Задание 1: С какими государствами, согласно фрагменту, Советский Союз заключил договоры о взаимной помощи?

Фрагмент текста:
==================================================

В первую очередь возникает угроза Чехословакии, а затем опасность, в силу заразительности агрессии, грозит разрастись в новые международные конфликты и уже сказывается в создавшемся тревожном положении на польско-литовской границе. Нынешнее международное положение ставит перед всеми миролюбивыми государствами, и в особенности великими державами, вопрос об их ответственности за дальнейшие судьбы народов Европы, и не только Европы. В сознании Советским правительством его доли этой ответственности, в сознании им также обязательств, вытекающих для него из Устава Лиги, из пакта Бриана – Келлога и из договоров о взаимной помощи, заключенных им с Францией и Чехословакией, я могу от его имени заявить, что оно со своей стороны по-прежнему готово участвовать в коллективных действиях, которые были бы решены совместно с ним и которые имели бы целью приостановить дальнейшее развитие агрессии и устранение усилившейся опасности новой мировой бойни. Оно согласно приступить немедленно к обсуждению с другими державами в Лиге Наций или вне ее практических мер, диктуемых обстоятельствами. Завтра может быть уже поздно, но сегодня время для этого еще не прошло, если все государства, в особенности великие державы, займут твердую недвусмысленную позицию в отношении проблемы коллективного спасения мира{116}.
Несмотря на решительный и серьезный тон, в практическом плане интервью лишь подтверждало приверженность СССР идее коллективной безопасности и не содержало новых и конкретных предложений по борьбе с агрессором, если не считать готовности приступить к их обсуждению «в Лиге Наций или вне ее». О том, что агрессор – Германия, прямо сказано не было.
Понятны мотивы Парижа и Лондона – они не скрывали своего намерения умиротворить германского фюрера. Ну, а советское правительство не хотело окончательно расставлять точки над i, опасаясь, что тем самым сыграет на руку англичанам и французам и подтолкнет западные державы к формированию антисоветской коалиции. Призрак такой коалиции преследовал советских вождей со времен международной интервенции в годы Гражданской войны. Поэтому в Москве предпочитали маневрировать и в оценках происходящего тщательно подбирали слова.
«Пакты, пакты… подписывают, подписывают… А чем рискуют?»
Внизу: «Кто следующий? Кто еще хочет подписать? Кто еще доверяет фюреру?»
На подборке фотографий из французского журнала Vu (1939. Октябрь. № 604): «Г-н Штреземан подписывает пакт Келлога (Париж, 27 августа 1928 г.). Риббентроп, граф Чиано и барон Хотта подписывают «Антикоминтерновский пакт» (Рим, 6 ноября 1937 г.); фон Мольтке (сидит в центре) подписывает с Польшей Декларацию о неприменении силы сроком на 10 лет (Берлин, 26 января 1934 г.); Гитлер подписал в Мюнхене 30 сентября 1938 г. документ, который Чемберлен с гордостью предъявляет соотечественникам; Риббентроп подписывает с г-ном Жоржем Бонне франко-германскую декларацию (Париж, 6 декабря 1938 г.); Риббентроп подписывает договор о ненападении с Эстонией и Латвией (Берлин, 7 июня 1939 г.); самое последнее подписание: товарищи Риббентроп и Сталин (Москва, 23 августа 1939 г.)»

==================================================

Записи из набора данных

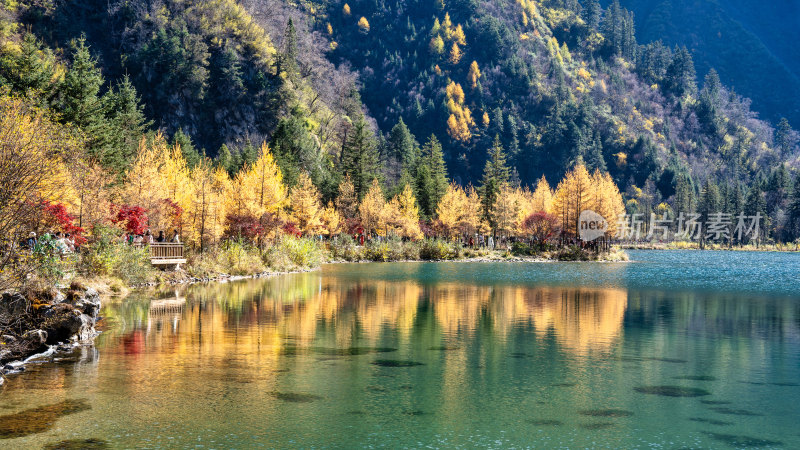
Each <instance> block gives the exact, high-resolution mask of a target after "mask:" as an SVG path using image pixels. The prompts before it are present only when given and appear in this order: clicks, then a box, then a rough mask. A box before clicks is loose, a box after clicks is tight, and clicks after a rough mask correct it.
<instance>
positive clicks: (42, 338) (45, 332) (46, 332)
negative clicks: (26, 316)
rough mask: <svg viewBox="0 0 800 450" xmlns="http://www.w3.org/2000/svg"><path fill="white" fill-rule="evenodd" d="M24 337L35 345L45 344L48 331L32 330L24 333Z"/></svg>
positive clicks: (22, 337)
mask: <svg viewBox="0 0 800 450" xmlns="http://www.w3.org/2000/svg"><path fill="white" fill-rule="evenodd" d="M22 339H23V340H25V341H28V342H30V343H31V344H33V345H44V344H45V343H46V342H47V332H46V331H44V330H30V331H26V332H25V334H23V335H22Z"/></svg>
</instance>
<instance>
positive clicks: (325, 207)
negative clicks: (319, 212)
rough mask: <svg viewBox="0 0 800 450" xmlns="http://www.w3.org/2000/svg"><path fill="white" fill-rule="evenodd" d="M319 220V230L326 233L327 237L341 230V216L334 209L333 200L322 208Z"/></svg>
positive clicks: (341, 223)
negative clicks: (327, 204) (319, 224)
mask: <svg viewBox="0 0 800 450" xmlns="http://www.w3.org/2000/svg"><path fill="white" fill-rule="evenodd" d="M320 222H321V223H322V225H321V226H320V231H322V232H323V233H325V234H327V235H328V237H332V236H333V235H335V234H337V233H338V232H339V231H340V230H341V228H342V216H341V215H340V214H339V211H337V210H336V207H335V206H334V205H333V202H328V206H326V207H325V209H323V210H322V215H321V217H320Z"/></svg>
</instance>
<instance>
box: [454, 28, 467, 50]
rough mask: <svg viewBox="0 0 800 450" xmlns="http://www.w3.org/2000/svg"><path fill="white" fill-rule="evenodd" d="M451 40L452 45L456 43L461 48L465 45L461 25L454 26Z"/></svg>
mask: <svg viewBox="0 0 800 450" xmlns="http://www.w3.org/2000/svg"><path fill="white" fill-rule="evenodd" d="M451 38H452V39H453V43H456V44H458V45H460V46H462V47H463V46H465V45H467V37H466V36H465V35H464V28H462V27H461V24H458V25H456V28H455V30H453V35H452V36H451Z"/></svg>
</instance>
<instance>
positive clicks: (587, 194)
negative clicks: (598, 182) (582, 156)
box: [551, 163, 594, 237]
mask: <svg viewBox="0 0 800 450" xmlns="http://www.w3.org/2000/svg"><path fill="white" fill-rule="evenodd" d="M593 206H594V192H593V189H592V180H591V177H590V176H589V172H588V171H587V170H586V166H585V165H583V163H577V164H575V167H573V168H572V170H570V171H569V172H567V174H566V175H564V179H562V180H561V182H560V183H558V187H557V188H556V192H555V194H554V195H553V206H552V211H551V213H552V214H554V215H556V217H558V218H559V220H560V222H561V229H562V230H563V231H564V232H565V233H566V234H568V235H571V236H575V237H577V236H578V218H579V217H580V214H581V212H582V211H583V210H585V209H590V208H592V207H593Z"/></svg>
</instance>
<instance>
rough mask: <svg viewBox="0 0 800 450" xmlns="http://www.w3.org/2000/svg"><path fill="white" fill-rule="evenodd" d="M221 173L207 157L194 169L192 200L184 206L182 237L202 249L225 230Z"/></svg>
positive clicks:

==================================================

Задание 2: Выпишите дословно строки записей от самого начала до строки, содержащей «negative clicks: (26, 316)», включительно. Изображения в ответ не включайте.

Решение 1: С Францией и Чехословакией.

Решение 2:
Each <instance> block gives the exact, high-resolution mask of a target after "mask:" as an SVG path using image pixels. The prompts before it are present only when given and appear in this order: clicks, then a box, then a rough mask. A box before clicks is loose, a box after clicks is tight, and clicks after a rough mask correct it.
<instance>
positive clicks: (42, 338) (45, 332) (46, 332)
negative clicks: (26, 316)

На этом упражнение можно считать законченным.